>>>>>

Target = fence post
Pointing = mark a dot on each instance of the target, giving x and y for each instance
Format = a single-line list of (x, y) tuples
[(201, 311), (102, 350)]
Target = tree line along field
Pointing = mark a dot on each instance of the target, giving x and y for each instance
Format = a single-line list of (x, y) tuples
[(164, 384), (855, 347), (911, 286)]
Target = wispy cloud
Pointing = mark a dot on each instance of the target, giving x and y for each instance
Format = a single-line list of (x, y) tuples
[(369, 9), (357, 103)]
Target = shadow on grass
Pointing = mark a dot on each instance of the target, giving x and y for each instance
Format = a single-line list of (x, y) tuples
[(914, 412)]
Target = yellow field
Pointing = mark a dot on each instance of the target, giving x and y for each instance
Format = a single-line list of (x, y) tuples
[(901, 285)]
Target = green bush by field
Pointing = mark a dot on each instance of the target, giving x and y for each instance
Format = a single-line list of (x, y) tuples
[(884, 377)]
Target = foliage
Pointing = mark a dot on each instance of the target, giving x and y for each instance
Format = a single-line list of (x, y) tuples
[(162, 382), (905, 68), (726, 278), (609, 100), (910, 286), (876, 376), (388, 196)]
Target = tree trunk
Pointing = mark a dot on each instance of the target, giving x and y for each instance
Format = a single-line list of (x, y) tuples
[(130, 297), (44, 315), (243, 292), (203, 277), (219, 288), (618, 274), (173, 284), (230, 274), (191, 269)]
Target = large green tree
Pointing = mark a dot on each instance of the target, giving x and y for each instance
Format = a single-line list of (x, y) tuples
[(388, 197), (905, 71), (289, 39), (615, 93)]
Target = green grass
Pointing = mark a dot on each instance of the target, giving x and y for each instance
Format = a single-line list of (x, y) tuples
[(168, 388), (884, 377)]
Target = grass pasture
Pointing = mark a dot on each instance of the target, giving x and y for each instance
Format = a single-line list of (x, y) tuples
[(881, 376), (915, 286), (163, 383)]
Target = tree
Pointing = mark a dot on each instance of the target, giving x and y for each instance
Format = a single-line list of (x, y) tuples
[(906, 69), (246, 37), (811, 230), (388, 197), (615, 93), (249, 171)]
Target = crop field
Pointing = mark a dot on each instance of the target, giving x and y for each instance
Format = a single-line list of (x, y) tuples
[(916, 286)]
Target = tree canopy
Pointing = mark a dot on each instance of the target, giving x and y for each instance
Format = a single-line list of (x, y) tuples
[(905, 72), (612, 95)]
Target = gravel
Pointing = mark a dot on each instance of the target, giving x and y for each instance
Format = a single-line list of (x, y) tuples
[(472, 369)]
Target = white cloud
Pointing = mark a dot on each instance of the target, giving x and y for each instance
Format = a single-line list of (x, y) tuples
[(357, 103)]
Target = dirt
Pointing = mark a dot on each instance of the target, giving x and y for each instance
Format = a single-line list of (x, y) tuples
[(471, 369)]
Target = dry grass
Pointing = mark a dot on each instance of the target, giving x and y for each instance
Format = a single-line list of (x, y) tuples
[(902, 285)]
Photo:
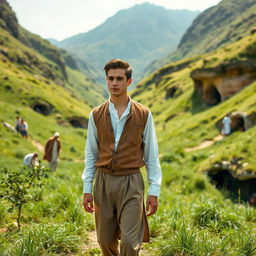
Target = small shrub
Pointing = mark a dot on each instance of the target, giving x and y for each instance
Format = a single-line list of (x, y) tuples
[(16, 186), (20, 153), (206, 213)]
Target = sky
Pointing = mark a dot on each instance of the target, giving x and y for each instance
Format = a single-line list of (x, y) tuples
[(59, 19)]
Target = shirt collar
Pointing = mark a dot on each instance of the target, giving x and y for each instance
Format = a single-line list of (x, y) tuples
[(112, 105)]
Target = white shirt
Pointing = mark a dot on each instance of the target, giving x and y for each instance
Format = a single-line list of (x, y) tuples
[(55, 151), (151, 159), (226, 125)]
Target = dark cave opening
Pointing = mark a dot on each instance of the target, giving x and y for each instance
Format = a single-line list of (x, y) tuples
[(42, 109), (211, 95), (239, 190), (237, 123)]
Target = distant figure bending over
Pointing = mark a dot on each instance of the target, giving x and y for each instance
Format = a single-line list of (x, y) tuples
[(24, 129), (18, 124), (226, 125), (52, 150), (31, 160), (121, 139)]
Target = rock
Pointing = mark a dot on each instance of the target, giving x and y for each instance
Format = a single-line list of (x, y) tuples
[(240, 121)]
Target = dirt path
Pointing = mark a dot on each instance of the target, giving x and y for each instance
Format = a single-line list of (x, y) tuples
[(205, 144), (93, 244)]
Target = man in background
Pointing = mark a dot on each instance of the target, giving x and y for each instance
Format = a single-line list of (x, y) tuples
[(52, 150), (226, 125), (31, 160)]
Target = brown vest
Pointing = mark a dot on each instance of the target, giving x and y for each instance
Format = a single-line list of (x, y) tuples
[(128, 157)]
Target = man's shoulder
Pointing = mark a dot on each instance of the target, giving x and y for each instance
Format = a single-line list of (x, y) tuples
[(100, 107), (140, 107)]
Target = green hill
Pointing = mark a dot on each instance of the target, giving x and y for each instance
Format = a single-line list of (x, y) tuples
[(218, 25), (139, 34), (194, 218), (184, 121), (43, 85)]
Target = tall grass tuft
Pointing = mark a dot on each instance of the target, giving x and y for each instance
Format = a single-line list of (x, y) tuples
[(181, 243), (46, 239), (246, 243)]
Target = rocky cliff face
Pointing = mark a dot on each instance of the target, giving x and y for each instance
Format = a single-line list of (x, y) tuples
[(215, 85), (218, 25)]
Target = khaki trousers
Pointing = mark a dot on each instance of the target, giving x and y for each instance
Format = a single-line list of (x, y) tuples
[(118, 204)]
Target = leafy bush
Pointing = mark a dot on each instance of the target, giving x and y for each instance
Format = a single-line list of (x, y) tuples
[(181, 243)]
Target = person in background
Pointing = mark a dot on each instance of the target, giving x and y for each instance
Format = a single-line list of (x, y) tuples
[(17, 124), (52, 150), (226, 125), (24, 129), (31, 160), (121, 139)]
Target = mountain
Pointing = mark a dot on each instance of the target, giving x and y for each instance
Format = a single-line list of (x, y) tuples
[(139, 35), (61, 66), (219, 25)]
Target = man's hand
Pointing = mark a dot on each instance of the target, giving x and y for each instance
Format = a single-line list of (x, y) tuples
[(88, 203), (151, 205)]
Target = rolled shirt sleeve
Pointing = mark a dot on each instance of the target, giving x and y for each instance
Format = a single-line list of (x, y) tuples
[(91, 155), (154, 172)]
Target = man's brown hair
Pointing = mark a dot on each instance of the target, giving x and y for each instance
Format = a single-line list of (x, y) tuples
[(117, 63)]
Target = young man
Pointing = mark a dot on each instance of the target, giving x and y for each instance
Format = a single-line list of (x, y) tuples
[(52, 150), (121, 139)]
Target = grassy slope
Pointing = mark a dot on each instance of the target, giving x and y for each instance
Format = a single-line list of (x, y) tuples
[(194, 218), (22, 85), (189, 205)]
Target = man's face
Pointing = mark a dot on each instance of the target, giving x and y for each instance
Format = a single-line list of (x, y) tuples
[(117, 82)]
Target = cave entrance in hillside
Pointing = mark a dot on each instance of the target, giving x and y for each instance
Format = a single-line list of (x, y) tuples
[(237, 123), (238, 189), (170, 92), (43, 108), (211, 95), (78, 122)]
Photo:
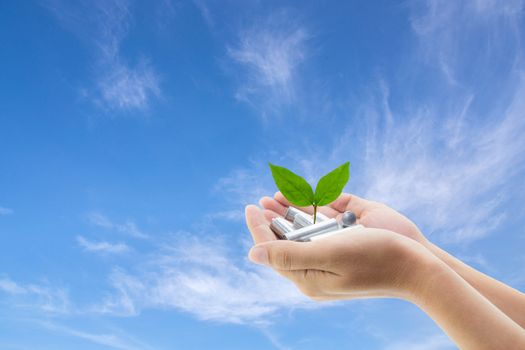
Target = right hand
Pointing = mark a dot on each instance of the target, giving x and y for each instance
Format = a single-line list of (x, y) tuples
[(369, 214)]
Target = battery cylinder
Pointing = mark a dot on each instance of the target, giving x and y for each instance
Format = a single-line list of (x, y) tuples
[(280, 226), (324, 226)]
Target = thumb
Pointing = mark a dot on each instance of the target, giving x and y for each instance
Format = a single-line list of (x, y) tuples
[(285, 255)]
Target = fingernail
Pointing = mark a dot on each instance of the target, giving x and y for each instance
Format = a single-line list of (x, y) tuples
[(259, 255)]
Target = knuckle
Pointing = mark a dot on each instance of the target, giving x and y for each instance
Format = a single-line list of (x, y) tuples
[(282, 259)]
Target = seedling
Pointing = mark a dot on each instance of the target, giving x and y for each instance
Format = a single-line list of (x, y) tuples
[(300, 193)]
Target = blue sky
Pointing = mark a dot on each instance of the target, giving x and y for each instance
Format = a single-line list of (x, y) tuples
[(132, 135)]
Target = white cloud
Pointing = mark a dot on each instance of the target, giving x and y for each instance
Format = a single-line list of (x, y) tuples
[(36, 296), (201, 278), (227, 215), (119, 85), (448, 30), (111, 340), (434, 342), (129, 227), (6, 211), (270, 54), (245, 185), (102, 247), (450, 174), (126, 88)]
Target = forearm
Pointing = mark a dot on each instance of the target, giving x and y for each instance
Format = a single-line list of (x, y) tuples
[(462, 312), (507, 299)]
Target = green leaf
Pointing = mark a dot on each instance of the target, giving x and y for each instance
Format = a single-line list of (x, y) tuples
[(331, 185), (292, 186)]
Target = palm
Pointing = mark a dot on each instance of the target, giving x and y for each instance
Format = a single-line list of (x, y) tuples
[(370, 214)]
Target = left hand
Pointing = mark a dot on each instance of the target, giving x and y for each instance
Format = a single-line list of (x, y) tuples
[(357, 263)]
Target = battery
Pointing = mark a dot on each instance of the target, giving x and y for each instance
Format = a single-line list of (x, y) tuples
[(280, 226), (331, 233), (324, 226), (291, 212), (302, 220)]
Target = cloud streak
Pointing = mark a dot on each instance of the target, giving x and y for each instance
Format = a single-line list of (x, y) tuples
[(201, 278), (128, 228), (36, 296), (118, 85), (269, 55), (102, 247)]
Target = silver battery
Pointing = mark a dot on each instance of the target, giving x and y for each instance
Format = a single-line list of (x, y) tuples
[(301, 220), (280, 226), (291, 212), (324, 226), (348, 219), (321, 217), (332, 233)]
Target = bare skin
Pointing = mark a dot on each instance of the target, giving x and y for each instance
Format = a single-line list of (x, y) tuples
[(390, 257)]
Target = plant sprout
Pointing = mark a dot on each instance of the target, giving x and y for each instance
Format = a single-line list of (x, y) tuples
[(299, 192)]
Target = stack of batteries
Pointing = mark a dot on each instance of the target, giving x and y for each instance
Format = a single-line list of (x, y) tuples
[(297, 225)]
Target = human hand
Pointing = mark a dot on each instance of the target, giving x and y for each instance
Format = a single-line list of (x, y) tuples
[(369, 214), (359, 263)]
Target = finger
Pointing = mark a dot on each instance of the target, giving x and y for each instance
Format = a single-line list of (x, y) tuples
[(270, 214), (347, 201), (257, 224), (273, 205), (289, 255), (330, 212)]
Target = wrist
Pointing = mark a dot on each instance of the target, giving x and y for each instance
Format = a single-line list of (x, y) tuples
[(421, 272)]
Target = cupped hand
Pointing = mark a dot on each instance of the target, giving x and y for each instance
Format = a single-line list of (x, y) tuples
[(357, 263), (369, 213)]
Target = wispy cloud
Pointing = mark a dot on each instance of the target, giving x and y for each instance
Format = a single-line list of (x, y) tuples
[(102, 247), (270, 54), (447, 32), (245, 185), (119, 85), (129, 227), (227, 215), (201, 278), (112, 340), (36, 296), (6, 211), (433, 342)]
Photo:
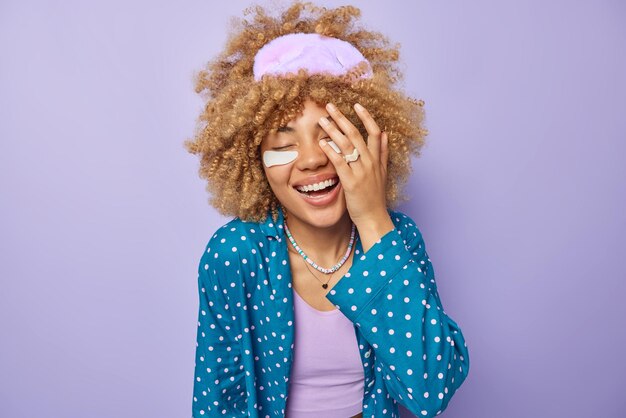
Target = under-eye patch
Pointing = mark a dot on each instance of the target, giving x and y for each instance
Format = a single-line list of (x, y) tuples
[(271, 158)]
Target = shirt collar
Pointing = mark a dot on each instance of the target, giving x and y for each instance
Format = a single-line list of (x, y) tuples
[(271, 228)]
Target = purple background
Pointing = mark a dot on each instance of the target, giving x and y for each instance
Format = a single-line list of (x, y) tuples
[(519, 194)]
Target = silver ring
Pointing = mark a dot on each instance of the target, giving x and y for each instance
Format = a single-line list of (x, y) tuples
[(350, 158)]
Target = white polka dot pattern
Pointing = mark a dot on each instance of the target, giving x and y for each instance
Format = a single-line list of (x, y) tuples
[(412, 352)]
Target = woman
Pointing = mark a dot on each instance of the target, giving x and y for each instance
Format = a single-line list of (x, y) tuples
[(316, 300)]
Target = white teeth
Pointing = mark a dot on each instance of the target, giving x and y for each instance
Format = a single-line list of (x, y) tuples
[(317, 186)]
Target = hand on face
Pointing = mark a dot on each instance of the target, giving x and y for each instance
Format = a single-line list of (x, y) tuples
[(364, 180)]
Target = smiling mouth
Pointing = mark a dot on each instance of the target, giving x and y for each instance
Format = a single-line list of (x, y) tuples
[(320, 192)]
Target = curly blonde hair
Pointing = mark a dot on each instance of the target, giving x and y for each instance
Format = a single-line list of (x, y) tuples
[(240, 112)]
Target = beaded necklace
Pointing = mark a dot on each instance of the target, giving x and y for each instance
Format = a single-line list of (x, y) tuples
[(313, 263)]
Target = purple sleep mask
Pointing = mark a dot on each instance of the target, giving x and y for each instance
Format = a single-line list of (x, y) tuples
[(315, 53)]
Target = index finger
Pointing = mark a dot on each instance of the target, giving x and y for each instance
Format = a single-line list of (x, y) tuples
[(372, 128)]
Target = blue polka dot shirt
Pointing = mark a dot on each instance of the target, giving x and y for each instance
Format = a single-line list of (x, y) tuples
[(412, 352)]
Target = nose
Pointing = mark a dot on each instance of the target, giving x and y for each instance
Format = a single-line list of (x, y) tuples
[(311, 156)]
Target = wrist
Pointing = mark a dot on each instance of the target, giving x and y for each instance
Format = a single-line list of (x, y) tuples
[(373, 229)]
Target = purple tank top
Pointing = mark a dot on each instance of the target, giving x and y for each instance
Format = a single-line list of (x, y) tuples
[(327, 373)]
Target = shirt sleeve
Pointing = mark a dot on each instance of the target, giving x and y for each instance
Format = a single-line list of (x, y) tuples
[(391, 295), (219, 378)]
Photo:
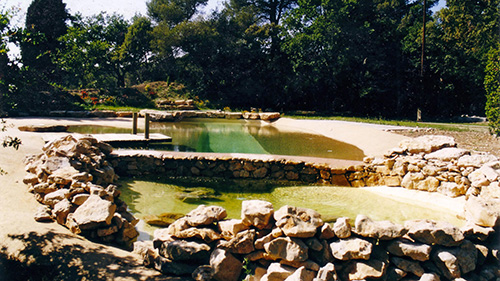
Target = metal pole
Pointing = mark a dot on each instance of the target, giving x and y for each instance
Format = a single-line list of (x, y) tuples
[(134, 123), (423, 41), (146, 126)]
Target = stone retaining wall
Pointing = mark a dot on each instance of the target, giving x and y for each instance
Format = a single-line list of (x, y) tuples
[(167, 164), (73, 179), (294, 244)]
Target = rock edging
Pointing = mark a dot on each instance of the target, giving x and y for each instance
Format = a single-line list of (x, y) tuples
[(74, 182), (294, 244)]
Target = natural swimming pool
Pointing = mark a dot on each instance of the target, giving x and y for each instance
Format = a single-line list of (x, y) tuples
[(230, 136), (238, 136)]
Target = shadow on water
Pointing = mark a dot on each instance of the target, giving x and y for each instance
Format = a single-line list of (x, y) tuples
[(49, 256), (233, 136)]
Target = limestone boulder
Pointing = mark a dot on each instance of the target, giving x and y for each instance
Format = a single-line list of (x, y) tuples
[(342, 227), (483, 212), (256, 213), (226, 267), (63, 176), (269, 116), (241, 243), (327, 273), (408, 266), (326, 232), (430, 277), (492, 191), (277, 271), (205, 215), (44, 128), (413, 250), (60, 147), (362, 270), (94, 212), (447, 154), (301, 274), (169, 267), (351, 248), (431, 232), (475, 232), (452, 189), (475, 160), (427, 144), (181, 250), (383, 230), (298, 222), (206, 234), (53, 164), (230, 228), (203, 273), (61, 211), (43, 214), (290, 249)]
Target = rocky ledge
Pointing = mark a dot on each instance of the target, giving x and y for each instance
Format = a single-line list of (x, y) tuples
[(74, 183), (294, 244), (73, 180)]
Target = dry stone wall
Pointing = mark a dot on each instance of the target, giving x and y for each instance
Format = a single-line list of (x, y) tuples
[(73, 181), (295, 244)]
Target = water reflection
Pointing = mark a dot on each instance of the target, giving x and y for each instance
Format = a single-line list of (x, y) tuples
[(154, 198), (238, 136)]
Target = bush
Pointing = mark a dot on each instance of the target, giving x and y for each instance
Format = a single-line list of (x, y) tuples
[(492, 87)]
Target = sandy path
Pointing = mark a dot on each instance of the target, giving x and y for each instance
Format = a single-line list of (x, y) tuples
[(369, 138), (59, 250), (61, 253)]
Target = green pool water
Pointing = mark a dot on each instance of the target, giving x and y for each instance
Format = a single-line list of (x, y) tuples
[(237, 136), (154, 198), (232, 136)]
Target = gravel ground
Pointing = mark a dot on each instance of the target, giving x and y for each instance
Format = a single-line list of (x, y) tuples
[(471, 140)]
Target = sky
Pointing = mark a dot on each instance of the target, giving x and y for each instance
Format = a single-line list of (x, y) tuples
[(127, 8)]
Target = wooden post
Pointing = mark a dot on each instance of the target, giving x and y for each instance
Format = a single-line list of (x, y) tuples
[(134, 123), (146, 126)]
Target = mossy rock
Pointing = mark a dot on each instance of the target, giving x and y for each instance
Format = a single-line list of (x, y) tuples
[(162, 220)]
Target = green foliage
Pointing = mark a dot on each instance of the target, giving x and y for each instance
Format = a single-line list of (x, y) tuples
[(173, 12), (492, 86), (45, 22), (92, 56)]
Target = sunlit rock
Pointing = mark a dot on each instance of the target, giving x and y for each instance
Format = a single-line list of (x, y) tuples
[(226, 267), (205, 215), (298, 222), (256, 213), (351, 248), (431, 232), (416, 251), (383, 230), (290, 249)]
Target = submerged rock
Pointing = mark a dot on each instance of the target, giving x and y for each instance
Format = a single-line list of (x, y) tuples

<<<<<

> Exercise: Copy from the entries above each line in which the string "polka" can be found.

> Result of this exercise:
Target = white polka dot pattern
Target = blue polka dot shirt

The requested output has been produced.